- **Stated goal**: Pick out every line in the rows below that contains the word "flower", and copy each of those lines.

- **Source data**:

##############################

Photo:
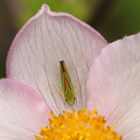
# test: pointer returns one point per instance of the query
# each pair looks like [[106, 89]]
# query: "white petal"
[[45, 40], [114, 86], [22, 111]]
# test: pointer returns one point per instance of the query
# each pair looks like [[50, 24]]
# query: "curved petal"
[[114, 86], [22, 111], [44, 41]]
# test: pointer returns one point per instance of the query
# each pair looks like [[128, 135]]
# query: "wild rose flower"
[[110, 87]]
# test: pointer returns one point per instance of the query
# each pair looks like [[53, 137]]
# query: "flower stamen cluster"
[[78, 125]]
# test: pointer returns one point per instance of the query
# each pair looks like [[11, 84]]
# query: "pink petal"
[[114, 86], [22, 111], [45, 40]]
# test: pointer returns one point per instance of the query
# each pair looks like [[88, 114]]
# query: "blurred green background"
[[112, 18]]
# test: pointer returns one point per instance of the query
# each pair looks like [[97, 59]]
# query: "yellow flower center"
[[78, 125]]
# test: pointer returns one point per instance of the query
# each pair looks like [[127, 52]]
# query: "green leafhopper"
[[67, 86]]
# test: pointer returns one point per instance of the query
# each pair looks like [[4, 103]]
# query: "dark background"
[[112, 18]]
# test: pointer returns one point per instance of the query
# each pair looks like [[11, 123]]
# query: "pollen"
[[78, 125]]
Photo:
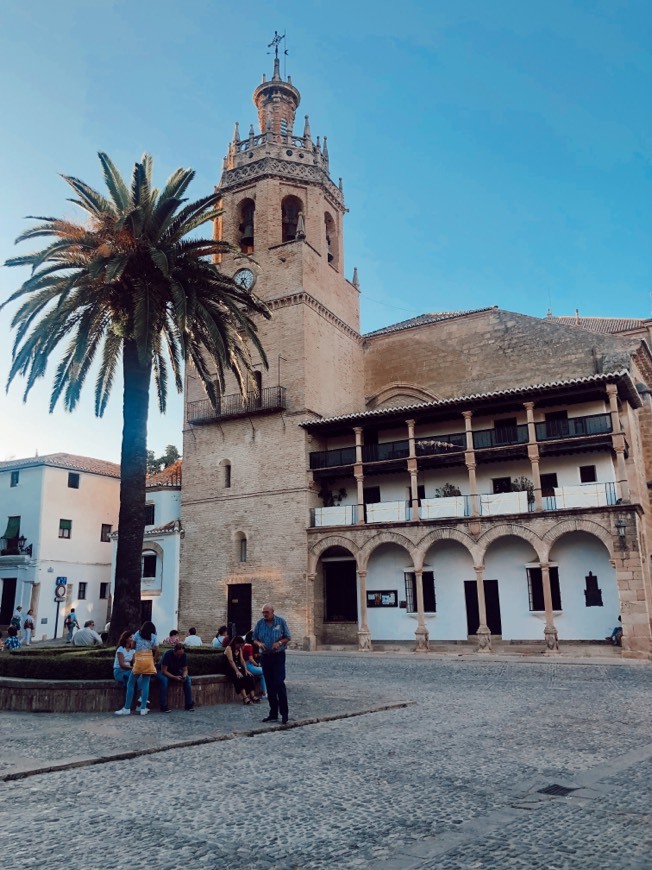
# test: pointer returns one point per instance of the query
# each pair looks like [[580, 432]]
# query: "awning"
[[13, 528]]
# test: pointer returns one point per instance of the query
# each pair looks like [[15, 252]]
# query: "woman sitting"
[[236, 670]]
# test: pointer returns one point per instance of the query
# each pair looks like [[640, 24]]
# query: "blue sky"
[[492, 153]]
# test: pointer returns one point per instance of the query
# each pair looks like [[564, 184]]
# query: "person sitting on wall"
[[172, 639], [222, 638], [252, 661], [174, 666], [13, 641], [193, 638], [236, 670], [87, 636]]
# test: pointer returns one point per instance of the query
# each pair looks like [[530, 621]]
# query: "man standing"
[[174, 666], [87, 636], [271, 636], [17, 619], [28, 626]]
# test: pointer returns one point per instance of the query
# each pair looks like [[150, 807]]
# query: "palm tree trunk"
[[133, 469]]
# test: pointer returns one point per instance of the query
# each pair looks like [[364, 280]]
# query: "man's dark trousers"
[[273, 665]]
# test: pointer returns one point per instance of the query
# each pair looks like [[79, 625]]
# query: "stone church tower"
[[246, 495]]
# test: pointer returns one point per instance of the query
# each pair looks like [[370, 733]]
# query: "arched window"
[[291, 208], [225, 467], [332, 242], [246, 225], [149, 564], [256, 397]]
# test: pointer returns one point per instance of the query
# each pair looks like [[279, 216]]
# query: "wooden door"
[[492, 605]]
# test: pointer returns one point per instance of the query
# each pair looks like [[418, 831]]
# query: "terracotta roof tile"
[[424, 319], [604, 325], [69, 461], [608, 377], [170, 476]]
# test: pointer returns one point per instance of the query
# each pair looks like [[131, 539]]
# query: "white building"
[[161, 550], [58, 513]]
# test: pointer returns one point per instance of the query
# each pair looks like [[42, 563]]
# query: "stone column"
[[549, 632], [358, 473], [413, 472], [469, 458], [533, 454], [484, 632], [422, 632], [364, 635], [310, 640], [618, 441]]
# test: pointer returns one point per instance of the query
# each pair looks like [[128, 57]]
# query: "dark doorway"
[[492, 604], [239, 607], [340, 591], [146, 613], [8, 598]]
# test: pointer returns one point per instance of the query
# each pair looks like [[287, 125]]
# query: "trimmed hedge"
[[66, 663]]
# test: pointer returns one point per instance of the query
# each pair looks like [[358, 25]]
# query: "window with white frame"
[[65, 528], [535, 588], [429, 597]]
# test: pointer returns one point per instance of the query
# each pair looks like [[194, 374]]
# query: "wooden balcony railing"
[[233, 405]]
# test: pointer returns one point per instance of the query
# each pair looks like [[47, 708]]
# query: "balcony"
[[386, 452], [501, 436], [268, 400], [439, 446], [337, 515], [585, 495], [332, 458], [574, 427]]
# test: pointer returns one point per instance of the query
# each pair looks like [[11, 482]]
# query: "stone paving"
[[447, 776]]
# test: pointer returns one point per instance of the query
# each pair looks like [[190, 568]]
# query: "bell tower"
[[281, 208]]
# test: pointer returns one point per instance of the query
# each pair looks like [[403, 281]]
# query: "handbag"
[[144, 663]]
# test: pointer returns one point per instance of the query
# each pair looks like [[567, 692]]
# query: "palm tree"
[[129, 286]]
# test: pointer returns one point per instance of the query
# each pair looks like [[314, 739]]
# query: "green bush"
[[64, 663]]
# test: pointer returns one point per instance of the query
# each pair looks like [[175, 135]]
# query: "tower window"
[[291, 207], [65, 528], [246, 226], [332, 248]]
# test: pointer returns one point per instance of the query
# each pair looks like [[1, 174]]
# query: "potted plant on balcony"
[[330, 498], [524, 484]]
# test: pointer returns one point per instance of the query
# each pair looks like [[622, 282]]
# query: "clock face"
[[245, 278]]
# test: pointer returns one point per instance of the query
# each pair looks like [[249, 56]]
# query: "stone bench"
[[102, 696]]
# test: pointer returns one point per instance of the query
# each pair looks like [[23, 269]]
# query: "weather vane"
[[278, 38]]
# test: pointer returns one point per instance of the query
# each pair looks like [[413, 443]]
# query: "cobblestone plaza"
[[443, 768]]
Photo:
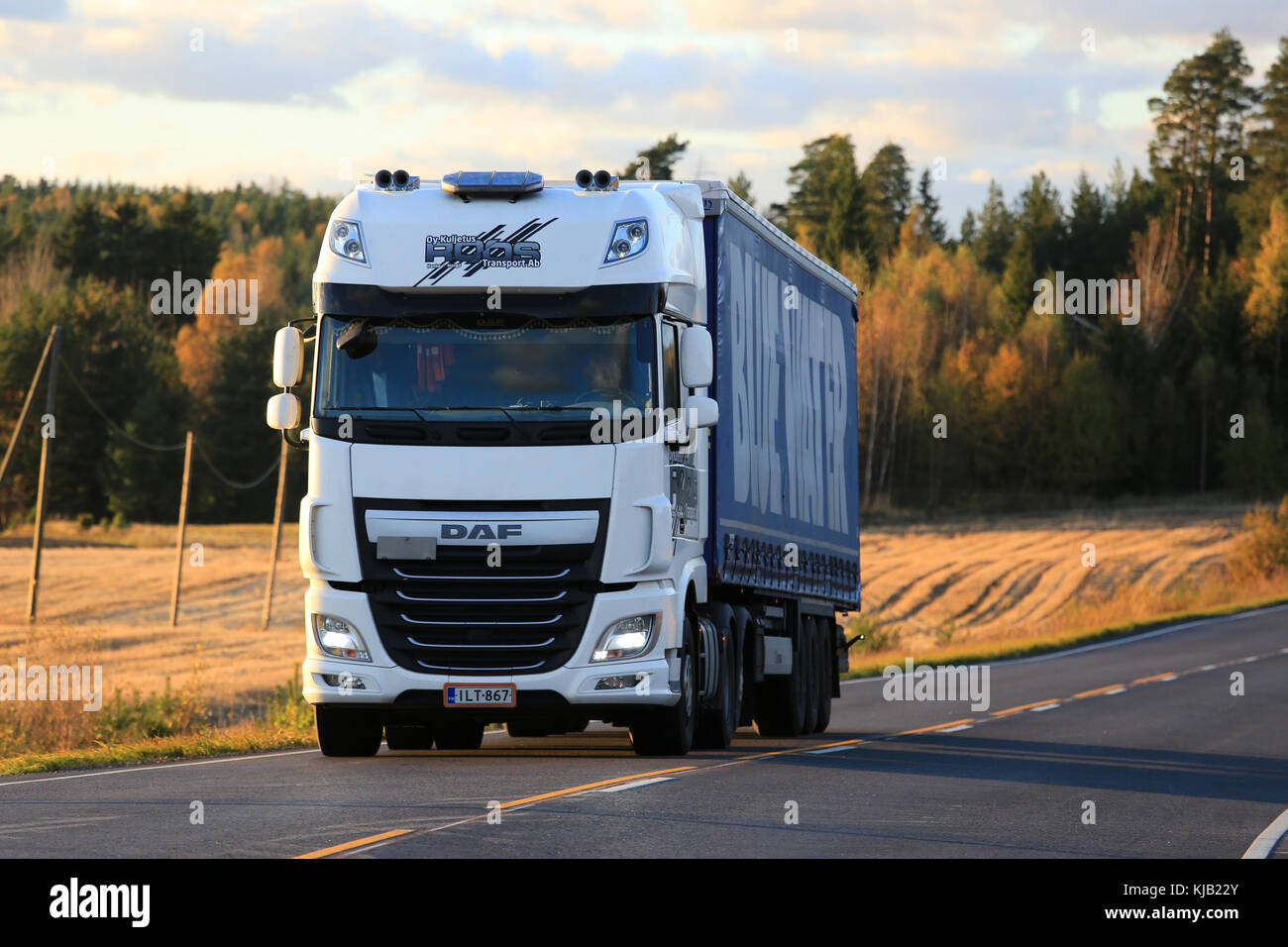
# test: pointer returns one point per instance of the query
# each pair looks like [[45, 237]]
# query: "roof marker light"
[[513, 184]]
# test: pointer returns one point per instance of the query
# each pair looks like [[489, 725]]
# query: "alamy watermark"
[[217, 296], [936, 684], [71, 684], [618, 424], [1077, 296]]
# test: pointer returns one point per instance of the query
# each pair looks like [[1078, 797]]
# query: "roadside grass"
[[46, 736], [868, 664], [1253, 577]]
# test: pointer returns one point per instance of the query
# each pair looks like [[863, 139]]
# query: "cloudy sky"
[[214, 93]]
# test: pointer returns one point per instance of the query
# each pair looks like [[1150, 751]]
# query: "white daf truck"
[[579, 450]]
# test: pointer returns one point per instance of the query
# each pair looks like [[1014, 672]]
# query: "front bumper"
[[381, 682]]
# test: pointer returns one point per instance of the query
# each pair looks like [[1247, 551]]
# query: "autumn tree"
[[657, 162]]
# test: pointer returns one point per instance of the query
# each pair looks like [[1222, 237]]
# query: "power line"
[[235, 484], [179, 446], [112, 424]]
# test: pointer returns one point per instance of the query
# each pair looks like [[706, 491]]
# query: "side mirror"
[[283, 411], [696, 357], [287, 357], [703, 412]]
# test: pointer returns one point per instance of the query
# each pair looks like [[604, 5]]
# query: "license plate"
[[478, 696]]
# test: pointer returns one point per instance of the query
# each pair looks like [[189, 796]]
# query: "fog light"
[[338, 638], [625, 638], [344, 682]]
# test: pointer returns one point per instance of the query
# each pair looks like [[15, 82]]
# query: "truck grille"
[[458, 615]]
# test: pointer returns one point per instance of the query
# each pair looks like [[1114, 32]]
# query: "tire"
[[669, 731], [348, 731], [717, 724], [459, 735], [827, 663], [809, 693], [410, 736], [781, 699]]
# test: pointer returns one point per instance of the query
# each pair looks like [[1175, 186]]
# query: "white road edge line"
[[159, 766], [1265, 843], [636, 784], [1116, 642]]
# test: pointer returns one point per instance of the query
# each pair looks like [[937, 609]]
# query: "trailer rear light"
[[625, 638], [630, 239], [338, 638], [347, 241]]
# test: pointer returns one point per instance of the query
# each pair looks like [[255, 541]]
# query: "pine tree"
[[931, 226], [888, 183]]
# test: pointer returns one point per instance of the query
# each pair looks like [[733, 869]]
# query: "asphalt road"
[[1146, 729]]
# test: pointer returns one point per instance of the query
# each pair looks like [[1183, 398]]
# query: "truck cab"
[[507, 445]]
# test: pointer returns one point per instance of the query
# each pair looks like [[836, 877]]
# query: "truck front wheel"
[[347, 731], [669, 731], [716, 724]]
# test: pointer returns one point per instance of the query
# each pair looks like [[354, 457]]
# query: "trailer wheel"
[[827, 665], [459, 735], [669, 731], [410, 736], [809, 692], [347, 731], [717, 724]]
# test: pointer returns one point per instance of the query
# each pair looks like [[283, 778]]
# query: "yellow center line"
[[1024, 706], [528, 800], [936, 727], [1157, 677], [572, 789], [1099, 689], [356, 843], [590, 787]]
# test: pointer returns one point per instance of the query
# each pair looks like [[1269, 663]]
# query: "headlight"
[[630, 239], [347, 241], [338, 638], [625, 638]]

##############################

- **Answer to this problem**:
# query: "wild rose flower"
# query: "flower stamen cluster"
# query: "yellow flower center"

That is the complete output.